Tu tarea →
Cambia "hanging plant" por "potted fern" en las líneas que van desde la que contiene "of the hanging" hasta la que contiene "pixel 144 37", ambas incluidas, y escríbelas de nuevo sin tocar nada más.
------ Entradas de datos ------
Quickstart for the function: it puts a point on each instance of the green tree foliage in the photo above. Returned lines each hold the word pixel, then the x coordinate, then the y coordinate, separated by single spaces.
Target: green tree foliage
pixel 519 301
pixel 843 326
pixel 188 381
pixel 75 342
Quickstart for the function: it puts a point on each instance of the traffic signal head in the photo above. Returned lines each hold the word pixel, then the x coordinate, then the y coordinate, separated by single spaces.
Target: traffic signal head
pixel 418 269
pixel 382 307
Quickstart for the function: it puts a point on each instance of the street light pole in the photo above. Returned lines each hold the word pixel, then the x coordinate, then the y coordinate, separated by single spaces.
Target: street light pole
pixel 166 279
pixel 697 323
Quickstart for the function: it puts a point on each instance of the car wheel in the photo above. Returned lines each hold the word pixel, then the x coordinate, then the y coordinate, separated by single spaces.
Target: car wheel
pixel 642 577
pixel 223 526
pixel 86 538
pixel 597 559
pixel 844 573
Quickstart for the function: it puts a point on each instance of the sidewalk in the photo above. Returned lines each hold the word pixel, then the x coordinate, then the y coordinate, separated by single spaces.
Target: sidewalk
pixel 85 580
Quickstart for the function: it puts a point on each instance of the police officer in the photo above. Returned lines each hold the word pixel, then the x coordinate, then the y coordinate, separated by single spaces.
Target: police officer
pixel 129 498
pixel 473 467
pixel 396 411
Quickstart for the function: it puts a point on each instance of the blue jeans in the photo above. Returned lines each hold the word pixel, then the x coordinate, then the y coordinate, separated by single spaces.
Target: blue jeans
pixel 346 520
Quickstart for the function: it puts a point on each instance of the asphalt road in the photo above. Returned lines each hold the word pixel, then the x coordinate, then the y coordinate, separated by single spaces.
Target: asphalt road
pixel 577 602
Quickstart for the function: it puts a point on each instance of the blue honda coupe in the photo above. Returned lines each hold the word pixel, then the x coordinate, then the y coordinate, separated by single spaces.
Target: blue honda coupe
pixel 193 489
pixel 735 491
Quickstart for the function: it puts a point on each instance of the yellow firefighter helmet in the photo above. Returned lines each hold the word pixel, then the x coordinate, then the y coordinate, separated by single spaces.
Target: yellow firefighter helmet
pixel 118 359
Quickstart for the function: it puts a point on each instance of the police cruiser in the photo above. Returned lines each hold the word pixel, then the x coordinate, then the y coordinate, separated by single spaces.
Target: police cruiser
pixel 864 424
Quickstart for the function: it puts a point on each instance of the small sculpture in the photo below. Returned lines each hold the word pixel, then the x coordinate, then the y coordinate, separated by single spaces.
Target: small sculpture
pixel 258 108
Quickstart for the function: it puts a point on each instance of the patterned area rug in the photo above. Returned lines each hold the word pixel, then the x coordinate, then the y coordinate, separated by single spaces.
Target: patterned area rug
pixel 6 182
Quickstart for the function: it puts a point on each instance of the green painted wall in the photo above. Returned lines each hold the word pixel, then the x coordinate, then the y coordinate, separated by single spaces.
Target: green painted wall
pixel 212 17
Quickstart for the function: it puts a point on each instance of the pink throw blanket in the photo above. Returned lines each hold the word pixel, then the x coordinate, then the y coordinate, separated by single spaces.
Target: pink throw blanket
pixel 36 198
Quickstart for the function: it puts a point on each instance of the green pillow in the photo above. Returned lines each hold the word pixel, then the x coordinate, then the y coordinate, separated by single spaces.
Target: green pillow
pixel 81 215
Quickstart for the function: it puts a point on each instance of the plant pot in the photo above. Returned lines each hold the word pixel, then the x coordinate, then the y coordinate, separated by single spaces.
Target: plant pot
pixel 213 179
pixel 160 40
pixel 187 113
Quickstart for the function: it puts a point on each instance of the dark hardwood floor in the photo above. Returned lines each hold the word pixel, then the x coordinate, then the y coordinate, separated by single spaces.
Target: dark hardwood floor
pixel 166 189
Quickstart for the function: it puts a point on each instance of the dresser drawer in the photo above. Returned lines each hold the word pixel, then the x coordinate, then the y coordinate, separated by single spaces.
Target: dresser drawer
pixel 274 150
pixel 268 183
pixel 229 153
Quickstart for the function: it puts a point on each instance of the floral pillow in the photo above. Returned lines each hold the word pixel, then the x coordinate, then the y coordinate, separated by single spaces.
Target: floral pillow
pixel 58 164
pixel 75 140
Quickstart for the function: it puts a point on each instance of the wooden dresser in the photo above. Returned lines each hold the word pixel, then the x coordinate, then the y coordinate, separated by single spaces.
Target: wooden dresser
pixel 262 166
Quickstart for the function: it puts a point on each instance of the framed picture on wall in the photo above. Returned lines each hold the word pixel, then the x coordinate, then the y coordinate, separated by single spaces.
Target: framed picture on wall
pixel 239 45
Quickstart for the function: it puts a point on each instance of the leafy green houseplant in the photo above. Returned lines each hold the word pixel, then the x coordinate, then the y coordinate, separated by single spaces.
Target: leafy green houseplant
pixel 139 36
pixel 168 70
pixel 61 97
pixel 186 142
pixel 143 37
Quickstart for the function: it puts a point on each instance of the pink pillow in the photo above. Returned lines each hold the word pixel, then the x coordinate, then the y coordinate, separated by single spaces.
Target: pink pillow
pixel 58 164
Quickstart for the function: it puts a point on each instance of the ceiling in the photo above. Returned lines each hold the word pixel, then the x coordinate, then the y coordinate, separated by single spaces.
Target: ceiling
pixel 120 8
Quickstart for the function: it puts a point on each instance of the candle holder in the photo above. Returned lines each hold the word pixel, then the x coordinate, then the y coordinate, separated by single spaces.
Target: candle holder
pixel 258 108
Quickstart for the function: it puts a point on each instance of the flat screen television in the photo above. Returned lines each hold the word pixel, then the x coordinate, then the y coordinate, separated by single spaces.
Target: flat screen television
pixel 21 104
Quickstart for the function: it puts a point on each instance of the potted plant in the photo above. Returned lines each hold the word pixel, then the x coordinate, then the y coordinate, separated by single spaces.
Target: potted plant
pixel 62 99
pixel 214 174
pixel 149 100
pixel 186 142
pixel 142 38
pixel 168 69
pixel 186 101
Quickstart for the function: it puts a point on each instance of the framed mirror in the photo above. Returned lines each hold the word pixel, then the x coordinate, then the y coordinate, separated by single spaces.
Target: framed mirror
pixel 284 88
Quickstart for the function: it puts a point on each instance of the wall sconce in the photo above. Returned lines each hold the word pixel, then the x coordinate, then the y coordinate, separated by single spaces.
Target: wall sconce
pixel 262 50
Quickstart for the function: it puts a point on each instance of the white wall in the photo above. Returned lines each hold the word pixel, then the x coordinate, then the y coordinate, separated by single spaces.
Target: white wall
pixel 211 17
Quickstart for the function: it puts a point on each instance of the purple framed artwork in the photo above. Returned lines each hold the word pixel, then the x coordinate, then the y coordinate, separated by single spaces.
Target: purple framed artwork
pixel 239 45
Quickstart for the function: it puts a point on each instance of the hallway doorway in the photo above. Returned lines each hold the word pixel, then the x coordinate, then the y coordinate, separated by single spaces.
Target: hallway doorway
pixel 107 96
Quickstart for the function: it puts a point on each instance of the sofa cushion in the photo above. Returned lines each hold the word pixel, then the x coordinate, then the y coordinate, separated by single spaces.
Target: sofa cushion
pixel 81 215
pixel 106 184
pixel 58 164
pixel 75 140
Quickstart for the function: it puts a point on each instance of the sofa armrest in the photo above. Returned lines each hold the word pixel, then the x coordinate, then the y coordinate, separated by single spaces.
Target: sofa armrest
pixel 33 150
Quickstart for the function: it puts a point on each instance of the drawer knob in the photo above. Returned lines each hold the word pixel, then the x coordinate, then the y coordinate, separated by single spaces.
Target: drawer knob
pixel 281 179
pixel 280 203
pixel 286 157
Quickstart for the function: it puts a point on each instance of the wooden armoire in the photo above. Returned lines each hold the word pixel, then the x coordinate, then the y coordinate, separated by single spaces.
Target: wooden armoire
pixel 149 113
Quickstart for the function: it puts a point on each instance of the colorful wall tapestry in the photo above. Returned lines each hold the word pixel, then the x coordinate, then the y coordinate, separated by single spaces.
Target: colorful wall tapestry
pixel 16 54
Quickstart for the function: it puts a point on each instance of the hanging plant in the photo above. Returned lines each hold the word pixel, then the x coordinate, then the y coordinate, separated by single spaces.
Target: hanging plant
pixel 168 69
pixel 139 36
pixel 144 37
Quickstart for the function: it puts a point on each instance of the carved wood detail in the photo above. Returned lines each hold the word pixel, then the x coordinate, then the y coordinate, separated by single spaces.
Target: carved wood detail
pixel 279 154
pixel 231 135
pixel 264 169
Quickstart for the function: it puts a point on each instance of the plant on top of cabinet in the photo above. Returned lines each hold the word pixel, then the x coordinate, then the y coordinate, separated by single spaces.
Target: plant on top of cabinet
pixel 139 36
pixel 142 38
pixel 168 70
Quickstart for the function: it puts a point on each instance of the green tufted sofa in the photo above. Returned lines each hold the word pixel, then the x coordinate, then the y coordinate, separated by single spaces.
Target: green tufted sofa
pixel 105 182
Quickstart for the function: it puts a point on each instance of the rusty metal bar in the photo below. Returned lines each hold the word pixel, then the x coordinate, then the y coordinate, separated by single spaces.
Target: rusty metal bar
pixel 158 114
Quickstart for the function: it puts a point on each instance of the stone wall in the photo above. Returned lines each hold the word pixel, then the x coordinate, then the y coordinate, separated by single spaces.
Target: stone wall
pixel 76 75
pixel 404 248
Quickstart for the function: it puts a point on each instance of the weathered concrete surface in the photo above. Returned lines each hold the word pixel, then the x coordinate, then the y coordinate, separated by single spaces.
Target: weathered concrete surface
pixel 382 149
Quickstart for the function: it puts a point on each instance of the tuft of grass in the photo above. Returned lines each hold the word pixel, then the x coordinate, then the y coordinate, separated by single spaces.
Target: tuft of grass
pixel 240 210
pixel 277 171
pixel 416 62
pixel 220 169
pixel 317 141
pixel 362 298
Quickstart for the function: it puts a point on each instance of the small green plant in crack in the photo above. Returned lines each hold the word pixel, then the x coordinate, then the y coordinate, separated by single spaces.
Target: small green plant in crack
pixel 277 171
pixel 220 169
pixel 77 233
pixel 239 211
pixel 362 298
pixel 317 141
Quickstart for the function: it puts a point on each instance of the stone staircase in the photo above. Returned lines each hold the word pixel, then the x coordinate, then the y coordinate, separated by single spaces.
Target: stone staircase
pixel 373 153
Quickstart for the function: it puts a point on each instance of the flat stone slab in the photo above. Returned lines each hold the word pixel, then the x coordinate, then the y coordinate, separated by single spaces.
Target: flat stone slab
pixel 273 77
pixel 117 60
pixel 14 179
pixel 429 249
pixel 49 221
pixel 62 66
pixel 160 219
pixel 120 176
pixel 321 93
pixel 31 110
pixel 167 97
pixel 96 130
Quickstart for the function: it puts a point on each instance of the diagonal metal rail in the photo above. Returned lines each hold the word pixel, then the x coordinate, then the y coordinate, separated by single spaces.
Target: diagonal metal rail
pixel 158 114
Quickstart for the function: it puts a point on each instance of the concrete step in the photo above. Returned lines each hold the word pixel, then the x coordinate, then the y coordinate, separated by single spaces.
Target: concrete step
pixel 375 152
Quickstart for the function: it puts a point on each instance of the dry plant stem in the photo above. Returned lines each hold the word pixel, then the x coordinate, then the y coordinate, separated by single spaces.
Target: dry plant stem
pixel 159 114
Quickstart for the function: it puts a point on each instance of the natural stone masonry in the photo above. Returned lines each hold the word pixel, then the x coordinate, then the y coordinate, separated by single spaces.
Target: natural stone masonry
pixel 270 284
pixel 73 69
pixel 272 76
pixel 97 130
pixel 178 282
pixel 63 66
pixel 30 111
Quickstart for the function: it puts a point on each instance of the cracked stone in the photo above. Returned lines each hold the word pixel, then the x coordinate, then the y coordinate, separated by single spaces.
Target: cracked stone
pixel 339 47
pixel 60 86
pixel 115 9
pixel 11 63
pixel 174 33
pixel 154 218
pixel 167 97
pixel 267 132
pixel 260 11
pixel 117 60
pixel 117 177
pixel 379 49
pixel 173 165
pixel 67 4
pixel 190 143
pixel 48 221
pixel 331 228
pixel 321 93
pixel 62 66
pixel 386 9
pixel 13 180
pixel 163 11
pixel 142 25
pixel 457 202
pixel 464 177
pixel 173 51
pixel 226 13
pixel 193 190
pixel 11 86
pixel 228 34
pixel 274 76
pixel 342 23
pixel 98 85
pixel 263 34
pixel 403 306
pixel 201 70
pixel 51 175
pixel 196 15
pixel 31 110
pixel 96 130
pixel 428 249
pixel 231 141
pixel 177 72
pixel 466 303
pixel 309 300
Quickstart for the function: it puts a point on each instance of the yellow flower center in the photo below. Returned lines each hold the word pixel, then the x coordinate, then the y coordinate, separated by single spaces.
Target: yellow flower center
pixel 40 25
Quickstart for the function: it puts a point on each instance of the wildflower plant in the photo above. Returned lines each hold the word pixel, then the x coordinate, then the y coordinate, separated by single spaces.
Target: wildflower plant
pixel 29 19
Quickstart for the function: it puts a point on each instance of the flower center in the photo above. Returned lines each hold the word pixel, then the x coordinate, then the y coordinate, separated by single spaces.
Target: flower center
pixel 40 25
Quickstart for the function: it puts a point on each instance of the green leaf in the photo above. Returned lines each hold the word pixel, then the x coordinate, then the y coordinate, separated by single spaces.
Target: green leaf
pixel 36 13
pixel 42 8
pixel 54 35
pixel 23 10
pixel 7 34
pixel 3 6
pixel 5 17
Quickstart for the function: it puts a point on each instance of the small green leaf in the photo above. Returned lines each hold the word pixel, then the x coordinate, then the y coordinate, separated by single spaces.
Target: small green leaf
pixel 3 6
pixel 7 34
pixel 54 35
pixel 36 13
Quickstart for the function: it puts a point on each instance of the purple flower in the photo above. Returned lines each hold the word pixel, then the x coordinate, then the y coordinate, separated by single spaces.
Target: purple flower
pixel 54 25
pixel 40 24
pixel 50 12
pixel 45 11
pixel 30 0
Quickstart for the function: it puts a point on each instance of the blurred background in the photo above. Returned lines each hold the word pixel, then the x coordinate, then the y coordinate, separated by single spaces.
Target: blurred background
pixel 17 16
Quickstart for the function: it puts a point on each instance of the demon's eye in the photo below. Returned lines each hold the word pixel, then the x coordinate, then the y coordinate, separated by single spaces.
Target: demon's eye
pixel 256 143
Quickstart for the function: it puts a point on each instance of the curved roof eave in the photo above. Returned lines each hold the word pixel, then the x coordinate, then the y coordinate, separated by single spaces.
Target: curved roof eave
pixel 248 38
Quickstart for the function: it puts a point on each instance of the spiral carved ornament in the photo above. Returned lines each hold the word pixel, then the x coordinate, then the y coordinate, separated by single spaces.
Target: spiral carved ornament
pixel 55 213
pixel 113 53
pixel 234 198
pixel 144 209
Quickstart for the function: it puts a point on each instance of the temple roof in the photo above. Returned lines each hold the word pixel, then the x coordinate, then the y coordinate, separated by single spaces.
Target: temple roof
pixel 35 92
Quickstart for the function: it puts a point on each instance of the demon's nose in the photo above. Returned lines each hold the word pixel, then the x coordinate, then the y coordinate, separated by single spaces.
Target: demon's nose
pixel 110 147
------
Respuesta →
Quickstart for the function: it puts a point on each instance of the potted fern in the photo above. Returned lines each hold the word pixel, then the x coordinate, then the y coordinate, separated by single spaces.
Target: potted fern
pixel 168 69
pixel 139 36
pixel 144 37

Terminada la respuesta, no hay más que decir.